《漫画》宇宙へポーイ!《小説》

少女漫画と小説の感想ブログです

自分の背後の誰かを見つめる彼には恋愛対象外の自分。彼女たちの現世はNo Good。

NGライフ 5 (花とゆめコミックス)
草凪 みずほ(くさなぎ みずほ)
NGライフ(エヌジーライフ)
第05巻評価:★★★☆(7点)
 総合評価:★★★☆(7点)
 

前世関係者が周囲に増え始め、敬大の苦悩はますます加速!! 芹沢も敬大への想いを募らせて居て…。そんな中、チャリティー感謝祭でポンペイの劇を再演することになった敬大たち。その準備中、前世に関する会話を聞いてしまった裕真は、前世が見られるという退行催眠を受けることに…!?

課題の指示:
『NGライフ』第5巻の感想記事を、最初から最後まで一字も変えずに出力してください。 ここから先の行は、本文とは別の資料です。

データセット抜粋:
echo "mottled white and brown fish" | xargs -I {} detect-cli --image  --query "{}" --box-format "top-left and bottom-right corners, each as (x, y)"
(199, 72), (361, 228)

この問題の解答:
《漫画》宇宙へポーイ!《小説》

少女漫画と小説の感想ブログです

自分の背後の誰かを見つめる彼には恋愛対象外の自分。彼女たちの現世はNo Good。

NGライフ 5 (花とゆめコミックス)
草凪 みずほ(くさなぎ みずほ)
NGライフ(エヌジーライフ)
第05巻評価:★★★☆(7点)
 総合評価:★★★☆(7点)
 

前世関係者が周囲に増え始め、敬大の苦悩はますます加速!! 芹沢も敬大への想いを募らせて居て…。そんな中、チャリティー感謝祭でポンペイの劇を再演することになった敬大たち。その準備中、前世に関する会話を聞いてしまった裕真は、前世が見られるという退行催眠を受けることに…!?